● **Set task 1**:
In the beekeeping advice, what two questions should you ask yourself before opening a hive?
● **Set task 2**:
Rewrite the beekeeping advice starting with "However, if I" and going on through "what's happening outside.", swapping "cover cloths" for "hive covers".
● **Set task 3**:
Carry on the beekeeping advice from where it stops.

● **Page text**:
However, if I may make a rashly sexist assumption that being of the female
persuasion you may not relish the prospect of carrying a heavy hive 30 yards
there are other things you can do.
Give a light feed the evening before working them.  Smoke doesn't work as
effectively if there are no open stores for the bees to engorge.  Use plenty
of smoke and a water spray. Use cover cloths so only one comb is exposed at a
time.  Alternatively don't use cover cloths but expose the whole brood nest
and go away for half an hour.  Exposure to the light has a calming efect on
some strains - they are all different.  You don't often have to examine every
frame.  Before opening a hive ask yourself "Why am I here?  What MUST I do?"
Then do it calmly and quickly and go away. With the right reading and some
experience you can get a reasonable idea what's happening inside a hive from
what's happening outside.

● **Provided records**:
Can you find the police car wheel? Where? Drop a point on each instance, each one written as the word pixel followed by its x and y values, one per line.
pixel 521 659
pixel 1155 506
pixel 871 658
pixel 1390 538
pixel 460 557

● **Output 1**:
"Why am I here? What MUST I do?"

● **Output 2**:
However, if I may make a rashly sexist assumption that being of the female
persuasion you may not relish the prospect of carrying a heavy hive 30 yards
there are other things you can do.
Give a light feed the evening before working them.  Smoke doesn't work as
effectively if there are no open stores for the bees to engorge.  Use plenty
of smoke and a water spray. Use hive covers so only one comb is exposed at a
time.  Alternatively don't use hive covers but expose the whole brood nest
and go away for half an hour.  Exposure to the light has a calming efect on
some strains - they are all different.  You don't often have to examine every
frame.  Before opening a hive ask yourself "Why am I here?  What MUST I do?"
Then do it calmly and quickly and go away. With the right reading and some
experience you can get a reasonable idea what's happening inside a hive from
what's happening outside.

● **Output 3**:
To requeen the bad tempered colony first obtain, locally if at all possible, a
queen known to produce good tempered workers.  Install her in a nucleus placed
next to the bad tempered one.  If necessary the nuc can be made up from the
other one as long as enough extra bees are shaken in to compensate for those
which fly straight home.  Wait until the new queen has settled down and is
laying well.  Swap the positions of the two hives on a sunny day.  All the
flying bees and those which have orientated to the old position will join the
nuc.  The new queen may well have a calming influence at once probably due to
greater queen substance pheromones  in a younger queen.  In a day or two go
through the old hive which will be depleted in numbers and you should easily
find and kill the queen.  Shake off the bees and add the brood combs to the
nuc.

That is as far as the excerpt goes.